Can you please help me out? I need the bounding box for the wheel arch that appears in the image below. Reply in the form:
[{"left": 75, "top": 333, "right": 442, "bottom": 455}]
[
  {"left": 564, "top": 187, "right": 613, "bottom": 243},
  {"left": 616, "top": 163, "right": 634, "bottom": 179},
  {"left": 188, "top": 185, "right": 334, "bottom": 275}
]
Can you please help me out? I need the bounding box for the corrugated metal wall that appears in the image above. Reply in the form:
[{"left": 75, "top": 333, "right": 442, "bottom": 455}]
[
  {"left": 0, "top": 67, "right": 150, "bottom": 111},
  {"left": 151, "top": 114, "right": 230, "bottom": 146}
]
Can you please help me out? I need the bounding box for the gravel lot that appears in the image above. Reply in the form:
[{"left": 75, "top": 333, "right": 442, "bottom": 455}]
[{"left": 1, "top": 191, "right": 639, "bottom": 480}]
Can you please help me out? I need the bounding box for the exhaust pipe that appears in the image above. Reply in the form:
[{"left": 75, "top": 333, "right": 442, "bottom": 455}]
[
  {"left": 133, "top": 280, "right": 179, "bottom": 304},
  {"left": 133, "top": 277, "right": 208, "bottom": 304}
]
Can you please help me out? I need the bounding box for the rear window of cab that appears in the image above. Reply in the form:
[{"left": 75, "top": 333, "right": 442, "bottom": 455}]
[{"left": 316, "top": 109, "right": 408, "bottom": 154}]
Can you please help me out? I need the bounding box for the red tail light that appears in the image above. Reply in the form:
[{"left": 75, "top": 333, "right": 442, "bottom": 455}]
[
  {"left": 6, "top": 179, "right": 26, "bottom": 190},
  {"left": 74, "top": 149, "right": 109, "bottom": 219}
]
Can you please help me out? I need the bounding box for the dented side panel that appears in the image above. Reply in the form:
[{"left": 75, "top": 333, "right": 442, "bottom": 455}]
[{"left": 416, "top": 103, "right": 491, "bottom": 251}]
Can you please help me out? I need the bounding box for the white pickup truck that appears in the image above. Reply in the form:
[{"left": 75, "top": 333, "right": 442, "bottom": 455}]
.....
The lines from the one containing "for the red" through the final line of the listing above are to be repeated exactly, and nothing else is to be printed.

Can you please help me out? I need the bounding box for the red tail light that appears in the image above. Reply in the form:
[{"left": 75, "top": 333, "right": 442, "bottom": 455}]
[
  {"left": 6, "top": 179, "right": 26, "bottom": 190},
  {"left": 74, "top": 149, "right": 109, "bottom": 219}
]
Can you please help me out? I need the bounding box for the dented side panel that appears in the image above. Reply in the form:
[{"left": 75, "top": 333, "right": 442, "bottom": 455}]
[{"left": 416, "top": 103, "right": 491, "bottom": 251}]
Can you please help me out? I need the bounding box for the white pickup truck that appears in the image above. Reply in the form:
[{"left": 75, "top": 333, "right": 442, "bottom": 455}]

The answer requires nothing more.